● **Work request**
The answer must be every line of the records below that holds the word "sample".

:: Entries shown ::

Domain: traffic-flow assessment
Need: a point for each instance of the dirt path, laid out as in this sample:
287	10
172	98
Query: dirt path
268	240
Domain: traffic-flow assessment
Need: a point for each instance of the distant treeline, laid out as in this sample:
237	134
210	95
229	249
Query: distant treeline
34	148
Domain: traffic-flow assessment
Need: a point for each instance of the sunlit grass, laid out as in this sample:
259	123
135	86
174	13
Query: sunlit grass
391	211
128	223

:::
:: Entries shown ::

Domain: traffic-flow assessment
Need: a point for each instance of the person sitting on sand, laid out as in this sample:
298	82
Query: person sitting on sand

:::

● **Output**
Need: a point for each instance of the dirt path, laid out as in this sample:
Need: a point for each instance of the distant treeline, laid out as in this sample:
Need: a point for each instance of the sunlit grass, laid out as in this sample:
Need: a point for each instance of the person sitting on sand, laid out as in this sample:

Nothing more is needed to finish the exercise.